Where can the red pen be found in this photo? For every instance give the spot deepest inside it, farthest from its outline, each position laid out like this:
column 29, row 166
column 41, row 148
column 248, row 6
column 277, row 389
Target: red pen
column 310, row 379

::::::

ASSIGNMENT: Set down the records above once more, exactly as they stand.

YOUR RESPONSE:
Where can the red pen be found in this photo? For every instance give the spot deepest inside it, farthest from its outline, each position laid out like this:
column 29, row 166
column 41, row 148
column 248, row 6
column 277, row 389
Target: red pen
column 310, row 379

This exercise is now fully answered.